(Requirement)
Count the lines in the items that contain the string "tree", matching case exactly, and give only the count.

***** Given data *****

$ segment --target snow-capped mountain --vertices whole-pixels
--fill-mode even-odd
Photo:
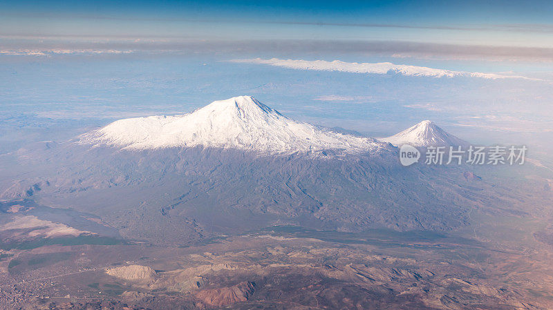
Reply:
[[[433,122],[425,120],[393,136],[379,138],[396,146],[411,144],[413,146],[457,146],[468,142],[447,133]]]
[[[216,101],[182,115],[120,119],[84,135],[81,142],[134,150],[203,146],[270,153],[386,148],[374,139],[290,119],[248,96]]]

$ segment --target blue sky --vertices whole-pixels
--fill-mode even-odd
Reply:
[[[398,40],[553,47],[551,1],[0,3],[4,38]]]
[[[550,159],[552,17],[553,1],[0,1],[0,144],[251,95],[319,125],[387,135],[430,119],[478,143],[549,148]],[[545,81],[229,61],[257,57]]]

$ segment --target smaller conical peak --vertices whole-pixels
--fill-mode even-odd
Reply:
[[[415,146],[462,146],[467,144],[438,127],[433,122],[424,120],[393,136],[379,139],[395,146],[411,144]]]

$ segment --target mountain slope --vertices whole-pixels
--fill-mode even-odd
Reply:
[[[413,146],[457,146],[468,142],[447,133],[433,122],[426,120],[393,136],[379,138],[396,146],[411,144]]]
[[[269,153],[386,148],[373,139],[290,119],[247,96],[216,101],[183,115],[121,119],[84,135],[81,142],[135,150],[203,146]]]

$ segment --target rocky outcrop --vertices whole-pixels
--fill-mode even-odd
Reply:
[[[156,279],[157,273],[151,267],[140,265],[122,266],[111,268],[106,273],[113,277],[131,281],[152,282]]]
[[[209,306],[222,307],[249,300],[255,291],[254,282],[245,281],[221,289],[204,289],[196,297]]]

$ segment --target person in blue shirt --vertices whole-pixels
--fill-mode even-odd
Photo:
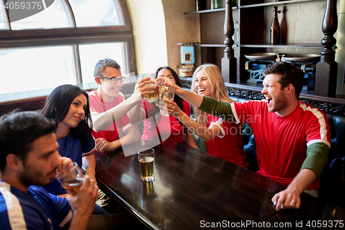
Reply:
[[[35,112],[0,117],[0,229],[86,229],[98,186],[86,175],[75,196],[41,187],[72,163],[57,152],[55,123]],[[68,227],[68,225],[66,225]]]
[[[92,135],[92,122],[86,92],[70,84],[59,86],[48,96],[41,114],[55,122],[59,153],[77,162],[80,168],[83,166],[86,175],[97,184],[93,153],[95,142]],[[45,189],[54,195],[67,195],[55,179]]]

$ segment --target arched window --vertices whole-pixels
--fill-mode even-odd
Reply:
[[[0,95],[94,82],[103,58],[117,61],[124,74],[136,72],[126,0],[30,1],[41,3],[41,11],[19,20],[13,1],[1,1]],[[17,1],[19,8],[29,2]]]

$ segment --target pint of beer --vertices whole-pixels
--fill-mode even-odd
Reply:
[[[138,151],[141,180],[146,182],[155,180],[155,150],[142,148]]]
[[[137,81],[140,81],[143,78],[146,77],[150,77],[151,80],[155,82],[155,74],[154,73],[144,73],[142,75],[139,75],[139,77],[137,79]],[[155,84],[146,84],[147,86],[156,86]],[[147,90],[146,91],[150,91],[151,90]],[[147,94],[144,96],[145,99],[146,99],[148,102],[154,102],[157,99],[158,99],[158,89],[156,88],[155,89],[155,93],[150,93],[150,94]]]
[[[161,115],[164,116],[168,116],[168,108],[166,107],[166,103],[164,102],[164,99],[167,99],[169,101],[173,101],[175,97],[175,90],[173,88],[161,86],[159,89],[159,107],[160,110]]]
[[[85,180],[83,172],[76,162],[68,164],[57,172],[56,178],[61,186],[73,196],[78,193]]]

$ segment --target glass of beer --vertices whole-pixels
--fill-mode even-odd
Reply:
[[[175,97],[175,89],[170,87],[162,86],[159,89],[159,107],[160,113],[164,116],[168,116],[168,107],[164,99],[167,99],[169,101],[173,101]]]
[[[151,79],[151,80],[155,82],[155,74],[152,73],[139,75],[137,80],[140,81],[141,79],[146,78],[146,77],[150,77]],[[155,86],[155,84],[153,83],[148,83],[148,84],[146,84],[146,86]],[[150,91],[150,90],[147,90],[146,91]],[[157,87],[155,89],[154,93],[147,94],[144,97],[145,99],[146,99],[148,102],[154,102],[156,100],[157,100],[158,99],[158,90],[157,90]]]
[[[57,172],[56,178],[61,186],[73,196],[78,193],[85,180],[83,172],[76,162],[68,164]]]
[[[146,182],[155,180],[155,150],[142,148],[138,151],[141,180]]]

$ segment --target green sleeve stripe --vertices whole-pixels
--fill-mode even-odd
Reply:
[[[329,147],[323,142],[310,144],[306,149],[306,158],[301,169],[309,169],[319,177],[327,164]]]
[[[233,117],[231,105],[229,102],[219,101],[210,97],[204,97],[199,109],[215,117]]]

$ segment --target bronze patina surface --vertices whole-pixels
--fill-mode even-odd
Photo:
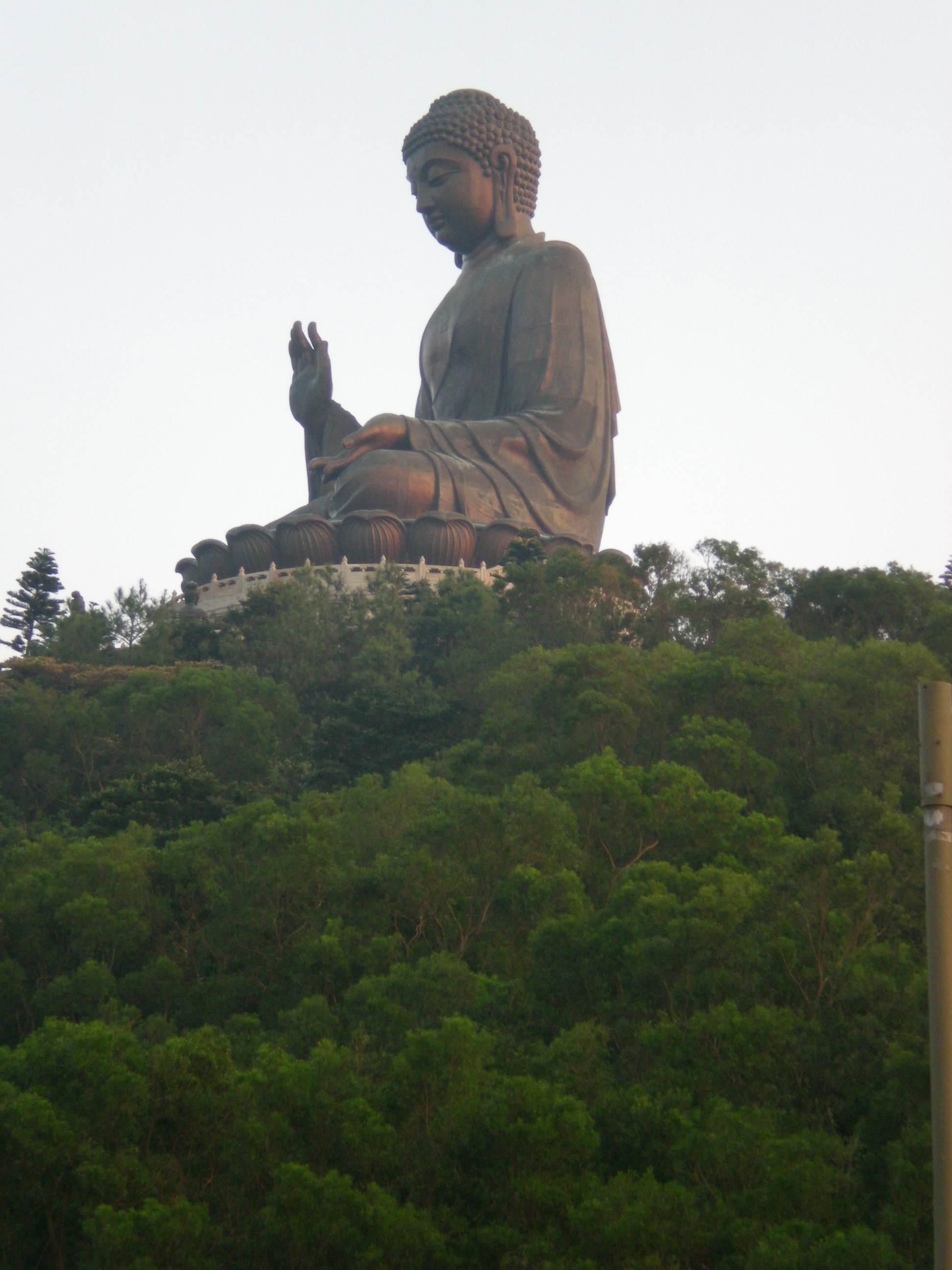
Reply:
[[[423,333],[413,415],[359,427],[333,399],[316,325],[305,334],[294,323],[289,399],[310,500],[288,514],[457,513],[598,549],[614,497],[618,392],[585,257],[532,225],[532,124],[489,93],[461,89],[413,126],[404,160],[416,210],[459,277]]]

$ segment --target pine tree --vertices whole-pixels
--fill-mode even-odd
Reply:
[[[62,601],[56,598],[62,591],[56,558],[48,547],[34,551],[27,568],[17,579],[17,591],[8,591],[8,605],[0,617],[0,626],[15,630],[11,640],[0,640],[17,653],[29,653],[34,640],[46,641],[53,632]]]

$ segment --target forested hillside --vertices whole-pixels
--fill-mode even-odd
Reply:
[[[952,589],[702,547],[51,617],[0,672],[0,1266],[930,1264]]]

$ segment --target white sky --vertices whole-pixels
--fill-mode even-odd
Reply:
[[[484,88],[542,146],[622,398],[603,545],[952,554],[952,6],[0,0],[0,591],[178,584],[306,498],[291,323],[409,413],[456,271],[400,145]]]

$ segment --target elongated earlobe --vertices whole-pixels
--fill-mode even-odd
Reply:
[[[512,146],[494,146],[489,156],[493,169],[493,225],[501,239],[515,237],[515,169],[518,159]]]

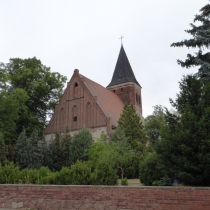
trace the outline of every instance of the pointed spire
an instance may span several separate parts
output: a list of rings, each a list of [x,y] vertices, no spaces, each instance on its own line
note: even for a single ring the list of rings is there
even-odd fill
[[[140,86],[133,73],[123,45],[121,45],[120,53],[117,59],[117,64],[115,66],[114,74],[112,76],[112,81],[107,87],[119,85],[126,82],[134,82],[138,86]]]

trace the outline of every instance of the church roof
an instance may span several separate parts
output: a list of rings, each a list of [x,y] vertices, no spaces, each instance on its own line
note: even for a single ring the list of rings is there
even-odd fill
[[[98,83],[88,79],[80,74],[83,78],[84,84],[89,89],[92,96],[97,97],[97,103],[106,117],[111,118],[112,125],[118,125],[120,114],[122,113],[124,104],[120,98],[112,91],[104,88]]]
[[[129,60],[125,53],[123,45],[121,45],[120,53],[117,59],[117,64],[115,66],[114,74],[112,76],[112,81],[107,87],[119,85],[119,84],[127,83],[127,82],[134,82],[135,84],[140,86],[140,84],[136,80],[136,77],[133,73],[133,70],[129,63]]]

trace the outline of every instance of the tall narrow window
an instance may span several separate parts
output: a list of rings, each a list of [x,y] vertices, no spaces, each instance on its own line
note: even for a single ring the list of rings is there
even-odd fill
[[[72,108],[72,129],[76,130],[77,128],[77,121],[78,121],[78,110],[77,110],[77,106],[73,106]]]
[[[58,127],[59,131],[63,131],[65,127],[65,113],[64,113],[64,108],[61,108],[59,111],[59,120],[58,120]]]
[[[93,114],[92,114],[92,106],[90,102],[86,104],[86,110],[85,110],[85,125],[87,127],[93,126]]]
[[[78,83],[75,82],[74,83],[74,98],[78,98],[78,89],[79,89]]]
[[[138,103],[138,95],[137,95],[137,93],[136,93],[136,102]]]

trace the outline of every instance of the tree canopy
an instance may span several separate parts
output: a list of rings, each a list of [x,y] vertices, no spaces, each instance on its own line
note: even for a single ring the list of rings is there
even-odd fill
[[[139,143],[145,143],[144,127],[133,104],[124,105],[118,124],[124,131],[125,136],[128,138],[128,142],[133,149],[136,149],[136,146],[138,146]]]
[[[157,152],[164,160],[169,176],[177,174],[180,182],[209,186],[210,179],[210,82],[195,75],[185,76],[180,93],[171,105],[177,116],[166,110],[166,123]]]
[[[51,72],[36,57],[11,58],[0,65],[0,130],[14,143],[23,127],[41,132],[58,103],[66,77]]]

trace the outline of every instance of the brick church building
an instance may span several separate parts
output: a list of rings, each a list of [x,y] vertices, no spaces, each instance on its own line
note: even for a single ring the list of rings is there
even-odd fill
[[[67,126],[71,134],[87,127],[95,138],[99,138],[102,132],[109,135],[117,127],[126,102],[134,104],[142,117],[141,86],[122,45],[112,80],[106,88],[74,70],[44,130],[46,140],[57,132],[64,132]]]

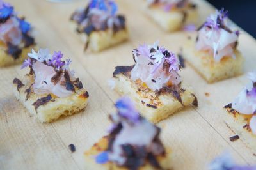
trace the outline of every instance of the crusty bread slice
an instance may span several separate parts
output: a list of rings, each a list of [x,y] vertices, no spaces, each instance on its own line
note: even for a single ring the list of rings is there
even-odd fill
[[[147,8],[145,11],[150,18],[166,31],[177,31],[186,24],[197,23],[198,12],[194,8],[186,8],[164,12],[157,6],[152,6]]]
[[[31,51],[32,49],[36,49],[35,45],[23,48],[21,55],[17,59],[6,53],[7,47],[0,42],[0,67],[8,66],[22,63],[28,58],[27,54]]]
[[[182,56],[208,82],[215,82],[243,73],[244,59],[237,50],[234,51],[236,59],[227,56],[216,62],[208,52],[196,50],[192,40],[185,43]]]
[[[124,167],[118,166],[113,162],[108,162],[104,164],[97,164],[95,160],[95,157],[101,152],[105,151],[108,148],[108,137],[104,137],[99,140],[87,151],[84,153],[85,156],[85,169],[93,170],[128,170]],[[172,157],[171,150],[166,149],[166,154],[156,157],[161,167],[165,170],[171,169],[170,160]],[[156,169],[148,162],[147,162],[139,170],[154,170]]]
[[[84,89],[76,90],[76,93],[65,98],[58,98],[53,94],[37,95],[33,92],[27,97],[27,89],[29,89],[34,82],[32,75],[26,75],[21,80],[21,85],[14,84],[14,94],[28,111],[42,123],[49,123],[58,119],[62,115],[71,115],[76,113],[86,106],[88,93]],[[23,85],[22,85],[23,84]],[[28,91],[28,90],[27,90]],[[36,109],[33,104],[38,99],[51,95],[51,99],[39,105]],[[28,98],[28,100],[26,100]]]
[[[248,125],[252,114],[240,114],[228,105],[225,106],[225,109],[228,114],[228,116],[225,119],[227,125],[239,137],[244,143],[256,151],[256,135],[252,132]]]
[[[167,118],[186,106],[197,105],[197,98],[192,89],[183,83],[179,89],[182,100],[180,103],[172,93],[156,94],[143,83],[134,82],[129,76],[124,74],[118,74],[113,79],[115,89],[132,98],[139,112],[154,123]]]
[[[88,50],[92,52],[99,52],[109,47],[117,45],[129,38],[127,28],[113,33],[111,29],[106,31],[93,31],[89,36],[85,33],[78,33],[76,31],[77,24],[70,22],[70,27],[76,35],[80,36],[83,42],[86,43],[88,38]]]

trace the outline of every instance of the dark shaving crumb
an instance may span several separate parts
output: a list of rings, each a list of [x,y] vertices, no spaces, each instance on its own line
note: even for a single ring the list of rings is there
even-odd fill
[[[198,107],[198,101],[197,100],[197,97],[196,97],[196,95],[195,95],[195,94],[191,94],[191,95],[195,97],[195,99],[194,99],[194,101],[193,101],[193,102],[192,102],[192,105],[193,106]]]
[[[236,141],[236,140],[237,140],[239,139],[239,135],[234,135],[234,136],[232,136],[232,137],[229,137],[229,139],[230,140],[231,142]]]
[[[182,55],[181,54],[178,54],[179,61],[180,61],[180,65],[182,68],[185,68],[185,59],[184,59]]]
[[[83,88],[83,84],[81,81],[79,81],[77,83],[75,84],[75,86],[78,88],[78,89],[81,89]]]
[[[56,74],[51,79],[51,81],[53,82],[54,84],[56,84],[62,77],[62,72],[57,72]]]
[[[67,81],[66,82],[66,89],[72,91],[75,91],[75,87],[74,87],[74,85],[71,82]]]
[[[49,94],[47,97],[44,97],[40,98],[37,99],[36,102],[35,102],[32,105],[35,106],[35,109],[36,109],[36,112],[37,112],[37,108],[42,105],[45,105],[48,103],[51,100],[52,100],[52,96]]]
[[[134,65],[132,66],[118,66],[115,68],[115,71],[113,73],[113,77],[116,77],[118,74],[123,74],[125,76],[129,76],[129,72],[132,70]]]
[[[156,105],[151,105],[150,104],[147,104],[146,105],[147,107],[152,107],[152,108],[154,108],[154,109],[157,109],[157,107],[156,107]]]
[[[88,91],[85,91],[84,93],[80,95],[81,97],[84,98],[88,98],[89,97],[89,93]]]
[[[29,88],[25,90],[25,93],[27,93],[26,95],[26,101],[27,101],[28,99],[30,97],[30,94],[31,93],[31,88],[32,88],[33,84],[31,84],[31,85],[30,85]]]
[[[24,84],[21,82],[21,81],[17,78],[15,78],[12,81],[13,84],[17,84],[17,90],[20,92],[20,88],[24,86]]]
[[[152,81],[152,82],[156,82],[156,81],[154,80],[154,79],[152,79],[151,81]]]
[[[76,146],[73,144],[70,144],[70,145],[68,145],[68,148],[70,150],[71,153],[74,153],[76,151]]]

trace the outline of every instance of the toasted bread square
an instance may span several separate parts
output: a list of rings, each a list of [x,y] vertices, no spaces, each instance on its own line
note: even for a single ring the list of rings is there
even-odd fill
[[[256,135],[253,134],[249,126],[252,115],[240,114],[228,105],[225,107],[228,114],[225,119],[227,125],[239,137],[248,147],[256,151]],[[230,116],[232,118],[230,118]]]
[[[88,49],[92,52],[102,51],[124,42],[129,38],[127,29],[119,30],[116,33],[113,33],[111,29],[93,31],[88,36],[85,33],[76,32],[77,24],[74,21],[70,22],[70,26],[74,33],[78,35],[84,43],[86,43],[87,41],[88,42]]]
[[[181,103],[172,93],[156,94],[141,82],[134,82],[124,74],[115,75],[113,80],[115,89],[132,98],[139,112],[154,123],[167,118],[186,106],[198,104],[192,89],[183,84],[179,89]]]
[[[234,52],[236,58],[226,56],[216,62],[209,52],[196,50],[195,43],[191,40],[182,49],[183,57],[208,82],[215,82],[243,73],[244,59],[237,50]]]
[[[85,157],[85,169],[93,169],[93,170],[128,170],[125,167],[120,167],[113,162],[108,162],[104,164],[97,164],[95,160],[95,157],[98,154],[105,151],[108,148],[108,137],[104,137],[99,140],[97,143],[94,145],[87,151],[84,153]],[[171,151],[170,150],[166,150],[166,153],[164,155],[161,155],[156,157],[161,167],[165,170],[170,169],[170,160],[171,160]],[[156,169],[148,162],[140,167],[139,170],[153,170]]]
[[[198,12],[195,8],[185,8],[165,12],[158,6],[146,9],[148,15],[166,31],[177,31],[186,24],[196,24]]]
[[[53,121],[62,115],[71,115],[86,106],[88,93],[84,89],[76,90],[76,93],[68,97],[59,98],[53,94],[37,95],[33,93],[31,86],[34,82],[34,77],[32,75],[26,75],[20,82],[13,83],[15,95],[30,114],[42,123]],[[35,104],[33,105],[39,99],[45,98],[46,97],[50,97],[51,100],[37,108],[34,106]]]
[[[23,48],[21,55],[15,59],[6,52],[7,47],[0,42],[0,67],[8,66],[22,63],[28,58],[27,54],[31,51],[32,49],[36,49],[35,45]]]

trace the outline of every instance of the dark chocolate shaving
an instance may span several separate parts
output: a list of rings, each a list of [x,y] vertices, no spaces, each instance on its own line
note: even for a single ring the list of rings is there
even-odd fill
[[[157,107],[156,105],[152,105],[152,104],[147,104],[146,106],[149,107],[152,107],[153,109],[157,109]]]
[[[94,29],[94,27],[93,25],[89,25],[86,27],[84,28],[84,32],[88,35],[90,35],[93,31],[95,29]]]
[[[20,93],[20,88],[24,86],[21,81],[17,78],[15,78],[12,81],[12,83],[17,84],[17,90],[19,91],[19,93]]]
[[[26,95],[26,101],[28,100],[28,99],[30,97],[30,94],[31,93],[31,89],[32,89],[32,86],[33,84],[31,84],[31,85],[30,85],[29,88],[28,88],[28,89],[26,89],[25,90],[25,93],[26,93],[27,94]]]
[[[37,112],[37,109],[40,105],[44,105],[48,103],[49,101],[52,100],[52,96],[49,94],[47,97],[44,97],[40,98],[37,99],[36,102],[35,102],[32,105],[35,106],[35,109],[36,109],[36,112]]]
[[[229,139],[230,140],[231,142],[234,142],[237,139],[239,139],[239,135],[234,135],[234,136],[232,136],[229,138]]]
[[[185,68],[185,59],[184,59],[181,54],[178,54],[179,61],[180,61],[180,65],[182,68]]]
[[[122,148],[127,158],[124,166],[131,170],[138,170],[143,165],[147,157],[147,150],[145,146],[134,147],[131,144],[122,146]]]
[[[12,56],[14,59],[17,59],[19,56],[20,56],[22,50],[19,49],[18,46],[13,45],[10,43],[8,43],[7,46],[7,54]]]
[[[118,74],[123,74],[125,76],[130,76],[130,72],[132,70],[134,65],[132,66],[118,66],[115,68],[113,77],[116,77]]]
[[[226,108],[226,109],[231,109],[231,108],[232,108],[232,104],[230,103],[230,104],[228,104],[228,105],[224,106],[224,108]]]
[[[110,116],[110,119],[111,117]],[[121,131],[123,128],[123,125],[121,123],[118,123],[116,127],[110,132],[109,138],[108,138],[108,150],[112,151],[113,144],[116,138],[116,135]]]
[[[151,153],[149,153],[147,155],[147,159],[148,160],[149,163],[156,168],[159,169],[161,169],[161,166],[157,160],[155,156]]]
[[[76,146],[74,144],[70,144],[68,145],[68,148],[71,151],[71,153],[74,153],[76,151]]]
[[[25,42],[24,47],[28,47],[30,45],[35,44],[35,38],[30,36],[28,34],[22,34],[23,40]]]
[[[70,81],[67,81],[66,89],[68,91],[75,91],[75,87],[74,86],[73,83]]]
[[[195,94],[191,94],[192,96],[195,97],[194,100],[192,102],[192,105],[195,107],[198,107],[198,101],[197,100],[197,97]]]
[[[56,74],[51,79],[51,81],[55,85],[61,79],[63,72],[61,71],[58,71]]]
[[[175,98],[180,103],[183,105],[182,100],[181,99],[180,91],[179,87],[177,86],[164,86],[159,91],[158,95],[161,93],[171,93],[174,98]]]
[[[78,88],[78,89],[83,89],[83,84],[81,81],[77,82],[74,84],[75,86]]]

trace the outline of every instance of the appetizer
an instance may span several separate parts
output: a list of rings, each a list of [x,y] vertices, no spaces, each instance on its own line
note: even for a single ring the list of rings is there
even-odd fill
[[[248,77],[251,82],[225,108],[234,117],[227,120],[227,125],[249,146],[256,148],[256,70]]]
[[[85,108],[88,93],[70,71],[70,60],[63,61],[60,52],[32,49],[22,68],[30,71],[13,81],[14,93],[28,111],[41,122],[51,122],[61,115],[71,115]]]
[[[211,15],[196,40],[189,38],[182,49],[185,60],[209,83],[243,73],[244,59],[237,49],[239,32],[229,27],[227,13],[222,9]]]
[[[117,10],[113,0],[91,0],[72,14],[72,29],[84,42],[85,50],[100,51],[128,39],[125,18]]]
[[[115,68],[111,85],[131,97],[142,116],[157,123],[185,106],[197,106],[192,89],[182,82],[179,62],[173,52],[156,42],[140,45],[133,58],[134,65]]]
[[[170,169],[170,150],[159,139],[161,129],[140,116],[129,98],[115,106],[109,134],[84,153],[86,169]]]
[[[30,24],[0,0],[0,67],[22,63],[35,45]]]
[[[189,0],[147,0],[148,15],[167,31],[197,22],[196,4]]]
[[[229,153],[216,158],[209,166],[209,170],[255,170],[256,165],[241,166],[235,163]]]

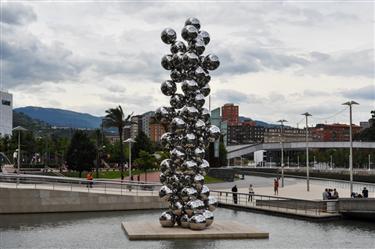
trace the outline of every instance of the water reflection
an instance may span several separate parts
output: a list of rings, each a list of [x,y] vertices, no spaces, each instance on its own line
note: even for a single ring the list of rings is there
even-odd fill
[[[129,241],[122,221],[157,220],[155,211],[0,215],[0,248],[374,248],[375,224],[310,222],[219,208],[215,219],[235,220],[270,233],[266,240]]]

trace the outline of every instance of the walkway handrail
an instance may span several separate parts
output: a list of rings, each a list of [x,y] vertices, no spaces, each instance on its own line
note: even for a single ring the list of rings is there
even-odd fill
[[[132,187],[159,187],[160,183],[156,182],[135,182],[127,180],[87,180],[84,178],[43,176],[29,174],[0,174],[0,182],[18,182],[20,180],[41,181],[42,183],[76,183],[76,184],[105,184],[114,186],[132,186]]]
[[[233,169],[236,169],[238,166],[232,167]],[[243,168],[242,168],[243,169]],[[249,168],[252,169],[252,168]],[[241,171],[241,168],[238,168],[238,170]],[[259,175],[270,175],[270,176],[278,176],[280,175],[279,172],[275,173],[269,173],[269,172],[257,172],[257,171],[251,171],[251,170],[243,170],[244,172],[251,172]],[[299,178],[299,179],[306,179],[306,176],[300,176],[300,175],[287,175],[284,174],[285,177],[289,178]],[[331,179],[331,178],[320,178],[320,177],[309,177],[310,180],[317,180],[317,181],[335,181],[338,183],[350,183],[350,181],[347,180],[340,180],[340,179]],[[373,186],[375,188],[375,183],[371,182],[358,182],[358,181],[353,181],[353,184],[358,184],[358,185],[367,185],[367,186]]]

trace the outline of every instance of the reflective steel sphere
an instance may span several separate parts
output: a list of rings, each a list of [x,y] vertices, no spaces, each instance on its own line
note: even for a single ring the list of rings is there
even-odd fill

*****

(Exercise solution)
2